__Material shown__.
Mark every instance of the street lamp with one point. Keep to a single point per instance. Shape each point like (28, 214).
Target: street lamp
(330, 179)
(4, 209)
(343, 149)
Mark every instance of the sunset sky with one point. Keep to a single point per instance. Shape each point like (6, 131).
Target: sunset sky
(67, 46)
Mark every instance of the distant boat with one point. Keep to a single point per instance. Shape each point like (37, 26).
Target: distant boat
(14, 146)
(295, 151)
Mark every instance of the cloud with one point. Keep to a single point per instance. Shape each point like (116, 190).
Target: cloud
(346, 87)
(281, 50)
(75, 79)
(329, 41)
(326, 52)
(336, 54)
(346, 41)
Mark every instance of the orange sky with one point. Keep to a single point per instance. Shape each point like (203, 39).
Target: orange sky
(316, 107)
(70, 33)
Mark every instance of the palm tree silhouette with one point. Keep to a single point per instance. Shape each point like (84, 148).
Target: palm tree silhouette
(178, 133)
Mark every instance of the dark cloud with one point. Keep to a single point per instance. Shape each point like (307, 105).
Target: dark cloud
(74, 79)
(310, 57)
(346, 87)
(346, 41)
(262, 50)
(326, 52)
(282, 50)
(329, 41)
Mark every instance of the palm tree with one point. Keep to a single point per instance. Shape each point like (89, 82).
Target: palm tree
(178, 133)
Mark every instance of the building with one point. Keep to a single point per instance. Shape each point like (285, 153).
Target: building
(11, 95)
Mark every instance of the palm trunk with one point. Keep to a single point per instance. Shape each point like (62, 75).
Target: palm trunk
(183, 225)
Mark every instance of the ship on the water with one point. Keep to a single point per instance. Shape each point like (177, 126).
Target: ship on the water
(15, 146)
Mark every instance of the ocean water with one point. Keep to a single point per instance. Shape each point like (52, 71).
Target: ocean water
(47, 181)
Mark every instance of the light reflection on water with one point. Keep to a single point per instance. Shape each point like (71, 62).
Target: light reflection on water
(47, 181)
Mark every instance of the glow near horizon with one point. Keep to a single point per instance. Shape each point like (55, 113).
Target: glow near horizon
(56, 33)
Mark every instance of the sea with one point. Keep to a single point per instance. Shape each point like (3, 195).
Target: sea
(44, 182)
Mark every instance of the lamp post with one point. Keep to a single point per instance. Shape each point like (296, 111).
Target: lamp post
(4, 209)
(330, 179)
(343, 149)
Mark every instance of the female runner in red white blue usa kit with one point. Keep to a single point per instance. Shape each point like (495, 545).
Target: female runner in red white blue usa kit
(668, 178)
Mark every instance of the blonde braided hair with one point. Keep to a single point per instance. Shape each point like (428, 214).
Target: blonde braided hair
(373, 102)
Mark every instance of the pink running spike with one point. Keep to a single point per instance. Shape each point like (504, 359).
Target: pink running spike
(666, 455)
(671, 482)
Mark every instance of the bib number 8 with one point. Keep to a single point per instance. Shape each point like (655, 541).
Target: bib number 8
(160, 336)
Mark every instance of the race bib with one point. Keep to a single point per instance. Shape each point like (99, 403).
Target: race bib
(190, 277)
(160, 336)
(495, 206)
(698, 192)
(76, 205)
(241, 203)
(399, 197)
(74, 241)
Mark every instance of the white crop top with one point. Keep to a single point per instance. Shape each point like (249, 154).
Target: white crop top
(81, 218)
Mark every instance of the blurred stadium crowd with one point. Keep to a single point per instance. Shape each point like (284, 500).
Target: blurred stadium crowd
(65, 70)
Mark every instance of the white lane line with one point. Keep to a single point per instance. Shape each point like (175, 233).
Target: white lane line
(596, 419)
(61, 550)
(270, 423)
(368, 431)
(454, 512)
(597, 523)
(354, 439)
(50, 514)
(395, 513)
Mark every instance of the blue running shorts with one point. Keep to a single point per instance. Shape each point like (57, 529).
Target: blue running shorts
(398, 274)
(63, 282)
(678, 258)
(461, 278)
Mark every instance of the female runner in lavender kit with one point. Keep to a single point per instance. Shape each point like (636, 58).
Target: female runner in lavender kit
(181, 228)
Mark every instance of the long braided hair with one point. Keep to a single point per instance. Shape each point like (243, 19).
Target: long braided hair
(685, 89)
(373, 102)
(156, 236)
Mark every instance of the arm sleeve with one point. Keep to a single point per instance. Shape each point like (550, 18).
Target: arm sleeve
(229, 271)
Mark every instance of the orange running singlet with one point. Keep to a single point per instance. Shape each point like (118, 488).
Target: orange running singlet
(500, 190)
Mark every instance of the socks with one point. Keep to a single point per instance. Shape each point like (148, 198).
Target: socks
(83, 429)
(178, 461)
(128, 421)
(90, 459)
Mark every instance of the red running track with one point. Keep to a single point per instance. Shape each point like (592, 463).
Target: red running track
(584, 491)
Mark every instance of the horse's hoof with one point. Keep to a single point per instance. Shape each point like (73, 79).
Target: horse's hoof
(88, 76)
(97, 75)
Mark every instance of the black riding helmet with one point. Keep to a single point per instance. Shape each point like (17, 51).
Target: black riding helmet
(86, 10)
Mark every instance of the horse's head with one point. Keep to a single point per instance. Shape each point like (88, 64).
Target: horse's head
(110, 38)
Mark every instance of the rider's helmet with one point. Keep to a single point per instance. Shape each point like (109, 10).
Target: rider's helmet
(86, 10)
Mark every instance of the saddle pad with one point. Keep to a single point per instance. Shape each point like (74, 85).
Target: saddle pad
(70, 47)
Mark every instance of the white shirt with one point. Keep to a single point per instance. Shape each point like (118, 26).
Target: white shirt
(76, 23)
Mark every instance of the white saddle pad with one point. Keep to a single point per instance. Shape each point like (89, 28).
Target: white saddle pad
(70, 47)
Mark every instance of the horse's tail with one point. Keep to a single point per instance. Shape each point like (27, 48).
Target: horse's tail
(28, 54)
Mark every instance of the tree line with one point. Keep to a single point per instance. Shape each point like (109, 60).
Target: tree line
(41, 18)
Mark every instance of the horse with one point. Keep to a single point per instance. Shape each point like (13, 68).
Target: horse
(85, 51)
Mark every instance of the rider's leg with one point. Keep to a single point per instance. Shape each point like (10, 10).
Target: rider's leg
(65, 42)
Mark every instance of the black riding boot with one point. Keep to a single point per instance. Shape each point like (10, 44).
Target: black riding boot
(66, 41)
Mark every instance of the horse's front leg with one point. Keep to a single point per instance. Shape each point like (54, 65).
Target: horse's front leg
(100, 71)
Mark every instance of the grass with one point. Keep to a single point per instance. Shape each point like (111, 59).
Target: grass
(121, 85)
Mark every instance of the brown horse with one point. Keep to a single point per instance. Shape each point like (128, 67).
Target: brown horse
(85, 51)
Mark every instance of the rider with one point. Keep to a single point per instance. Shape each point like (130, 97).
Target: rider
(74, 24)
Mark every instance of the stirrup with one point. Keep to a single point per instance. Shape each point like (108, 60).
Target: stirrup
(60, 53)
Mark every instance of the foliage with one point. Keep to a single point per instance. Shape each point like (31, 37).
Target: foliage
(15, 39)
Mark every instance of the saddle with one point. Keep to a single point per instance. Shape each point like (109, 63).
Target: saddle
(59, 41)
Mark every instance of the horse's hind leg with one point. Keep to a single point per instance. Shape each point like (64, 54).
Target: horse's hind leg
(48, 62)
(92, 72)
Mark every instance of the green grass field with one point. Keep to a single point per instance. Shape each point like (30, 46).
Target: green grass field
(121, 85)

__Exercise goal__. Using the material above, quote the first line and each line after it, stopping at and including the line that holds "Mark every instance of the cloud".

__Output for this exercise__.
Mark every instance of the street lamp with one point. Keep to a single point per instance. Shape each point like (28, 214).
Target: street lamp
(330, 179)
(4, 209)
(343, 149)
Mark every instance of the sunset sky with one point. Keep to a single point per instance. Shape each point like (6, 131).
Target: sunset sky
(67, 46)
Mark every instance of the distant boat with one point. Keep to a single point per instance. Shape each point like (37, 26).
Target: distant boat
(14, 146)
(295, 151)
Mark every instance of the cloud with one point. Keep to a single point per instance. Shape each point like (116, 190).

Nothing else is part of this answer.